JOB
Rewrite every item below as one numbered list, one line per entry, with blank lines omitted and the pictures left out.

THE DATA
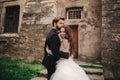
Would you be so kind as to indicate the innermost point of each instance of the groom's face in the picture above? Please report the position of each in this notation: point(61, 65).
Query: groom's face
point(60, 23)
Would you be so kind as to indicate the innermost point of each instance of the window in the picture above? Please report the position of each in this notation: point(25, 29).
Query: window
point(11, 22)
point(74, 13)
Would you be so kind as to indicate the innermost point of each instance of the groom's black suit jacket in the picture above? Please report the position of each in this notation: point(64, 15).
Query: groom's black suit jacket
point(53, 42)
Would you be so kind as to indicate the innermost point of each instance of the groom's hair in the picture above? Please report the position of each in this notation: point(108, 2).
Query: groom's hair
point(55, 20)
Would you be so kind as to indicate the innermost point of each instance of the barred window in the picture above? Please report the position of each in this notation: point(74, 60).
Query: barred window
point(74, 13)
point(11, 19)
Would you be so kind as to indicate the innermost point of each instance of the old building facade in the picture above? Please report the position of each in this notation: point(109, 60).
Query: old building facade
point(24, 25)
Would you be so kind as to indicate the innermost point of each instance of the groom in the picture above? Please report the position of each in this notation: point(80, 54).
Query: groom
point(53, 43)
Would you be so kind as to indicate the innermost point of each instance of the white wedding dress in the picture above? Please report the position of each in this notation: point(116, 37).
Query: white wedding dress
point(67, 69)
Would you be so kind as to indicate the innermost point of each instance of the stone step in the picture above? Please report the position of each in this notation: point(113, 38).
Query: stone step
point(39, 78)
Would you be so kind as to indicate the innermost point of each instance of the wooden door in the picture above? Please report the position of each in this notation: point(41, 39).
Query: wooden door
point(74, 33)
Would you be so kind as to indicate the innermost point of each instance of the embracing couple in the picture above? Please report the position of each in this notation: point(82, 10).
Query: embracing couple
point(59, 52)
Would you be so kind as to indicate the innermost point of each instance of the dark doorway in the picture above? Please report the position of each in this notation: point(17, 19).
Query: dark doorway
point(74, 32)
point(11, 19)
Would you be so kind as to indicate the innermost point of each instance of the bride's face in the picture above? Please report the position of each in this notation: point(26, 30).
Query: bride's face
point(62, 32)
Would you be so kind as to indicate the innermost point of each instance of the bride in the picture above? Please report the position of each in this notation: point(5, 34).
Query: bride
point(67, 69)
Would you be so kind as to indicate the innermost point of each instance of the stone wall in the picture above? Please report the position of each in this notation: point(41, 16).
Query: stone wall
point(111, 38)
point(28, 43)
point(89, 26)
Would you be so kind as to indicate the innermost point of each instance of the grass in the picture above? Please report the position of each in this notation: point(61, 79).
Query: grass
point(18, 70)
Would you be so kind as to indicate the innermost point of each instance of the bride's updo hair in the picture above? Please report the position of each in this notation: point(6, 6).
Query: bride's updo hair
point(69, 38)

IN RESPONSE
1. Would you be so kind as to indicate the innermost point of each instance of the groom's face in the picture above? Please report the position of each in this notation: point(61, 65).
2. Query: groom's face
3. point(60, 23)
4. Would you be so kind as to indicate the innermost point of each instance of the window in the picture above? Please report the position of each in this notation: point(25, 29).
5. Query: window
6. point(11, 22)
7. point(74, 13)
8. Would you be so kind as to indicate the innermost point of each instance of the groom's black suit jacket in the picture above? Please report the position of each in this notation: point(64, 15).
9. Query: groom's black suit jacket
10. point(53, 42)
11. Would you be so kind as to indicate the innermost point of each instance of the groom's hair in the picture above? Please report the position of each in this notation: point(108, 2).
12. Query: groom's hair
13. point(55, 20)
14. Would you be so kind as to indicate the innermost point of each instance of the barred window in the picture above? Please report the position of each in this notation: point(74, 60).
15. Query: barred window
16. point(74, 13)
17. point(11, 19)
18. Would you be so kind as to indicate the innermost point of each instance of the old building facade in the picture above? Please report the position of each in this notation: point(109, 60).
19. Query: old building facade
20. point(24, 25)
21. Would you be so kind as to indicate the innermost point of each instance of the groom in the picture above? Please report the position of each in this notation: point(80, 54).
22. Query: groom
23. point(53, 43)
24. Would you be so kind as to indicate the innermost point of each instance of the white wedding dress in the picture above? Please report the position of each in this notation: point(116, 37).
25. Query: white wedding dress
26. point(67, 69)
27. Would you be so kind as to indicate the innermost point of each instance of the stone step in the picture above? Please report the position of each in this notation: point(113, 38).
28. Query: stone step
29. point(39, 78)
30. Would you be so kind as to indicate the innermost point of each instance of the wooden door in the picture above? Please report the position of each in this notation: point(41, 39).
31. Query: wooden door
32. point(74, 33)
33. Would you be so kind as to indicate the innermost point of each instance of the embracing couple in the picture above? Please report the position of each in this notation: point(82, 10).
34. Query: embracing couple
35. point(59, 52)
36. Would you be so kind as to indicate the innermost point of each instance of the dark doorway in the picture above? Please report the position of each in this notation: point(17, 19).
37. Query: dark doorway
38. point(74, 32)
39. point(11, 19)
40. Would you be so kind as to indicate the innermost point of each instance of the bride's face in the picture above? Please report the position of each in this notation: point(26, 30).
41. Query: bride's face
42. point(62, 32)
43. Would you be so kind as to indicate the innermost point of each instance of the bride in the picture above? Please report the position of each in this notation: point(5, 34).
44. Query: bride
45. point(67, 69)
46. Would you be so kind as to indicate the innermost point of each instance of the stone wall in the picture above? Please report the position of each in this notation: point(41, 16).
47. Query: stone wall
48. point(111, 38)
49. point(28, 43)
50. point(89, 26)
51. Would you be so kind as to indicate the innermost point of each instance of the grass in the picture above? Please report the position of each in this notation: point(61, 79).
52. Query: grass
53. point(18, 70)
54. Would you be so kind as to indicate the innermost point of each instance of the bride's updo hair in the picture above? Please report the position of each in this notation: point(6, 6).
55. Query: bride's updo hair
56. point(69, 38)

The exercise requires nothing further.